- PARTS OF THE EXERCISE:
A: Answer these from the estrogen publication page:
(i) Which journal was the article submitted to?
(ii) On what date was the article accepted for publication?
(iii) Which side effect of estrogen replacement therapy does the summary name as an example?
B: Pick up the estrogen publication page after its last sentence and carry it on.

- PAGE EXTRACT:
'''
MOLECULAR, CELLULAR, AND REGULATORY ASPECTS OF OBESITY DEVELOPMENT IN CHILDREN
Location: Children Nutrition Research Center (Houston, Tx)
Title: Distinct hypothalamic neurons mediate estrogenic effects on energy homeostasis and reproduction
| Xu, Yong - |
| Nedungadi, Thekkethil - |
| Zhu, Liangru - |
| Sobhani, Nasim - |
| Irani, Boman - |
| Davis, Kathryn - |
| Zhang, Xiaorui - |
| Zou, Fang - |
| Gent, Lana - |
| Hahner, Lisa - |
| Khan, Sohaib - |
| Elias, Carol - |
| Elmquist, Joel - |
| Clegg, Deborah - |
Submitted to: Cell Metabolism
Publication Type: Peer Reviewed Journal
Publication Acceptance Date: August 2, 2011
Publication Date: October 5, 2011
Citation: Xu, Y., Nedungadi, T.P., Zhu, L., Sobhani, N., Irani, B.G., Davis, K.E., Zhang, X., Zou, F., Gent, L.M., Hahner, L.D., Khan, S.A., Elias, C.F., Elmquist, J.K., Clegg, D.J. 2011. Distinct hypothalamic neurons mediate estrogenic effects on energy homeostasis and reproduction. Cell Metabolism. 14(4):453-465.
Interpretive Summary: Estrogens are known to prevent body weight gain, but application of estrogen replacement therapy has been hampered due to its side effects, e.g., breast cancers. We showed that estrogens specifically act on two brain cell populations to inhibit eating and to stimulate energy expenditure. These findings indicate that estrogen-responsive cells in the brain are rational targets for anti-obesity therapies especially in post-menopausal women.
'''
- Natural-language object grounding data:
'''
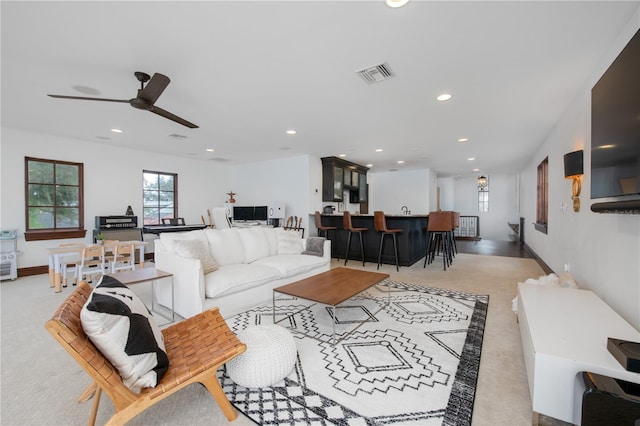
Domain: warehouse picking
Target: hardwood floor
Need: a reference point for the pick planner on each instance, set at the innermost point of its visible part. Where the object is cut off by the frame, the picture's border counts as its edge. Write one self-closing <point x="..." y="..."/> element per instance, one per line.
<point x="493" y="248"/>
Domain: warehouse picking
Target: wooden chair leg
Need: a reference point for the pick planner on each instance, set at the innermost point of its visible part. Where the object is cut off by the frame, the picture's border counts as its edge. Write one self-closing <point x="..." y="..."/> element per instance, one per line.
<point x="88" y="393"/>
<point x="214" y="388"/>
<point x="94" y="409"/>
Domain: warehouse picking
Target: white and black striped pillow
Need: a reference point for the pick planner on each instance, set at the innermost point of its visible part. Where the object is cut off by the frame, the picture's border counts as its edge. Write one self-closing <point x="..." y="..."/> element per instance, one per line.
<point x="123" y="329"/>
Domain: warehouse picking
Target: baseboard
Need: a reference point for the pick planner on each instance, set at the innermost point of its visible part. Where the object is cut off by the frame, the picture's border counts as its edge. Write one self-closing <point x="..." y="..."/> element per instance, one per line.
<point x="544" y="266"/>
<point x="33" y="270"/>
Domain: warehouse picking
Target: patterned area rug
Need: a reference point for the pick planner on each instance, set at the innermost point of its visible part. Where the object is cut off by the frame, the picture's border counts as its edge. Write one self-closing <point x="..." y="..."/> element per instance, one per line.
<point x="413" y="361"/>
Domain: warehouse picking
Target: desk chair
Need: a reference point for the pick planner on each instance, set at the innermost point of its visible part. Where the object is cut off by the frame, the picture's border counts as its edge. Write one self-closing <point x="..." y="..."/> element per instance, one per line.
<point x="124" y="257"/>
<point x="70" y="261"/>
<point x="92" y="262"/>
<point x="380" y="224"/>
<point x="348" y="226"/>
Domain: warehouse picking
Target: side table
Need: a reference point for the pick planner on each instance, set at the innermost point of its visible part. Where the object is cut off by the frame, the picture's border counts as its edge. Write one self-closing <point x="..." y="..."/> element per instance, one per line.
<point x="148" y="274"/>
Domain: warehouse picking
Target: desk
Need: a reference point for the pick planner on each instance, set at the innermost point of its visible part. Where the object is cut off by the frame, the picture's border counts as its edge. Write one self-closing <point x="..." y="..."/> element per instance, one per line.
<point x="57" y="254"/>
<point x="158" y="229"/>
<point x="144" y="275"/>
<point x="564" y="332"/>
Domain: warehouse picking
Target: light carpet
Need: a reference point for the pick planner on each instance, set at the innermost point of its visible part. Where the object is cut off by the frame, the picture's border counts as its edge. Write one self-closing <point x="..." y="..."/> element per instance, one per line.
<point x="412" y="359"/>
'''
- RESPONSES:
A:
(i) Cell Metabolism
(ii) August 2, 2011
(iii) Breast cancers

B:
Estrogens regulate body weight and reproduction primarily through actions on estrogen receptor-a(ERa). However, ERalpha-expressing cells mediating these effects are not identified. We demonstrate that brain-specific deletion of ERalapha in female mice causes abdominal obesity stemming from both hyperphagia and hypometabolism. Hypometabolism and abdominal obesity, but not hyperphagia, are recapitulated in female mice lacking ERa in hypothalamic steroidogenic factor-1 (SF1) neurons. In contrast, deletion of ERalapha in hypothalamic pro-opiomelanocortin (POMC) neurons leads to hyperphagia, without directly influencing energy expenditure or fat distribution. Further, simultaneous deletion of ERalapha from both SF1 and POMC neurons causes hypometabolism, hyperphagia, and increased visceral adiposity. Additionally, female mice lacking ERalapha in SF1 neurons develop anovulation and infertility, while POMC-specific deletion of ERalapha inhibits negative feedback regulation of estrogens and impairs fertility in females. These results indicate that estrogens act on distinct hypothalamic ERalapha neurons to regulate different aspects of energy homeostasis and reproduction.